Aufgaben zur Übung:
**a.** Wessen Panflöten-Klänge untermalen laut der Filmkritik zu „Picknick am Valentinstag“ die Geschichte?
**b.** Schreiben Sie die Filmkritik zu „Picknick am Valentinstag“ im Anschluss an ihren letzten Satz weiter.

Der unaufgeregt erzählte Film, der laut Überlieferung auf einer wahren Begebenheit basieren soll, obwohl weniger wohlwollende Personen keinen Hinweis darauf finden konnten, ist auch sehr gelungen und erzählt in wunderbaren Bildern eine recht seltsame Geschichte über das Verschwinden einiger Mädchen, welches mit ebenso mystischen Panflöten-Klängen von Gheorghe Zamfir untermalt ist und den Zuschauer dabei vor eine angenehme Herausforderung stellt.
Wer sich eine geradlinige Geschichte oder gar eine plausible Auflösung des Ganzen erwartet ist bei Peter Weir ja auch an der falschen Adresse und obwohl mehrere Hinweise auf eine etwaige Lösung des Rätsels gelegt werden und das Geschehen in vielerlei Hinsicht interpretierbar ist, bleibt dem Zuschaue eine finale Auflösung verwehrt. Die Story ist dabei auch sehr hübsch verpackt und die melancholischen und ruhigen Bilder von jungen Schülerinnen zur Zeit der Jahrhundertwende in weißen Sommerkleidern erinnern am ehesten noch an die Werke des David Hamilton, obwohl in den zurückhaltenden Werk, eine die sexuelle Spannung bei den Mädchen auch nur züchtig angedeutet wird.
Für Peter Weir bedeutete „Picknick am Valentinstag“ nach seiner skurrilen Horrorgroteske „The Cars that ate Paris“ auch der internationale Durchbruch. Zwei Jahre später folgte der Streifen „Die letzte Flut“, der hier ebenfalls demnächst besprochen wird, eher Weir sein Heimatland erfolgreich in Richtung Hollywood verließ. Dort verhalf er nicht nur Harrison Ford und Robin Williams zur ihrem Ruf als ernstzunehmende Schauspieler, sondern auch Paradekomödiant Jim Carry zu einem Golden Globe. Insgesamt hat Peter Weir bereits vier Regie-Oscars am heimischen Kamin stehen und auch zahlreiche andere Preise und kommerzieller Erfolg zeugen von seinem Talent, seine Filme so zu gestalten, sodass Publikum und Kritik gleichermaßen begeistert sind.
Auch darstellerisch gibt es nichts zu meckern und Anne-Louise-Lambert wirkt in ihrer Rolle als Miranda tatsächlich wie ein Botticelli-Engel und auf seltsame Weise entrückt. Fest am Boden der Realität ist hingegen Rachel Roberts als Mrs. Appleyard, die versucht mit Strenge ihren Ruf und ihre Schule zu retten. Auch Helen Morse als Mademoiselle de Poitiers ist eine Augenweide und als Albert gibt es auch noch den bekannten Darsteller John Jarratt, der Genre-Fan aus akutellen Werken wie „Rogue“ oder auch „Wolf Creek“ bekannt sein dürfte.

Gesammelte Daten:

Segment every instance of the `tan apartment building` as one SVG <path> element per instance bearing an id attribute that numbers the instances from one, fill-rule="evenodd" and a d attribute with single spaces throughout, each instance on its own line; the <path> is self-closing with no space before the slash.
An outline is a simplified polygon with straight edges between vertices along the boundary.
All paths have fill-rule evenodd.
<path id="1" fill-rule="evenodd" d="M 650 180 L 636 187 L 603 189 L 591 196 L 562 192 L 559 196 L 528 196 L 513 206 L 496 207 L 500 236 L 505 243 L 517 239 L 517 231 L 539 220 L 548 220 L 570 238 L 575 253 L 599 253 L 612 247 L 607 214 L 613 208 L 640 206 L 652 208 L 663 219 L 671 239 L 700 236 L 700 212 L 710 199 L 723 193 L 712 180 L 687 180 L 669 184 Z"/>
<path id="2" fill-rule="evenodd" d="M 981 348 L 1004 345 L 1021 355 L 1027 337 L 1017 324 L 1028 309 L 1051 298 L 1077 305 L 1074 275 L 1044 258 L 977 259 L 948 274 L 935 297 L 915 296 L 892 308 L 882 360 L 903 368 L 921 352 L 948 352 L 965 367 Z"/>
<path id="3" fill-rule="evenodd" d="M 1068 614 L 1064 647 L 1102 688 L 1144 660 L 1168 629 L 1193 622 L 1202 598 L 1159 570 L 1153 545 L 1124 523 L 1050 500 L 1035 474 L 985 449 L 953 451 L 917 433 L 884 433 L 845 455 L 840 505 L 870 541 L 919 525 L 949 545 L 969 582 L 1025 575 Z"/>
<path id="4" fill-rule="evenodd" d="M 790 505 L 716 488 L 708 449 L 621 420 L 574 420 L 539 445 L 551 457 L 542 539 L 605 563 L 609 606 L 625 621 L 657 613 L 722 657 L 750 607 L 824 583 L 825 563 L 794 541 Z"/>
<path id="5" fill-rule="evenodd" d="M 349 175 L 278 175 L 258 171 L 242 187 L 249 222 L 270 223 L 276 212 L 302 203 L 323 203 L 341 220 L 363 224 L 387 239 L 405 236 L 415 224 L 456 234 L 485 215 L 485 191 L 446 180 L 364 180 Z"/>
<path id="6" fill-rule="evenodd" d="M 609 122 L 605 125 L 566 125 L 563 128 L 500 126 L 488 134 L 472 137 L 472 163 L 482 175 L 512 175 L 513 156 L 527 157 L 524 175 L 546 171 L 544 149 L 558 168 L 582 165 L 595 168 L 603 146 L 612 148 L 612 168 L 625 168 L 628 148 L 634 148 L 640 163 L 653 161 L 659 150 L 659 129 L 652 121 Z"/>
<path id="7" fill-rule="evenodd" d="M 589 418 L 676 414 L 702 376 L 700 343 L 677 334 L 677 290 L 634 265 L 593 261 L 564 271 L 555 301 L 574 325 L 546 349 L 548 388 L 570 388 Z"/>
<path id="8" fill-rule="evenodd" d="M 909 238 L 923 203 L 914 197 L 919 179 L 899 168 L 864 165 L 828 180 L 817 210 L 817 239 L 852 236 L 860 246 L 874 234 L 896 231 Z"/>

Antworten je Aufgabe:
**a.** Die Panflöten-Klänge stammen von Gheorghe Zamfir.

**b.**
Die Ende Juli 2012 veröffentliche DVD und Blu-Ray-Disc aus dem Hause Koch-Media bringt diesen interessanten Streifen neuerlich im sogenannten „Directors Cut“, der im Gegensatz zur seinerzeitigen Kinofassung um 8 Minuten an Rahmenhandlung erleichtert wurde. Diese sind laut Angaben der OFDB Szenen, die auf den Beginn einer Liebesbeziehung zwischen der erretteten Irma und Michael hindeuten, aber keinen weiteren Hinweis auf eine Lösung des Mysteriums hindeuten. Die Kinofassung ist neben Tonnen von anderem Bonusmaterial ebenfalls in einer Special-Edition erhältlich, die Anfang August 2012 veröffentlicht wurde. Mir lag für diese Review die Blu-Ray-Disc vor, die in Punkto Bildqualität auch gar keine Wünsche offenlässt.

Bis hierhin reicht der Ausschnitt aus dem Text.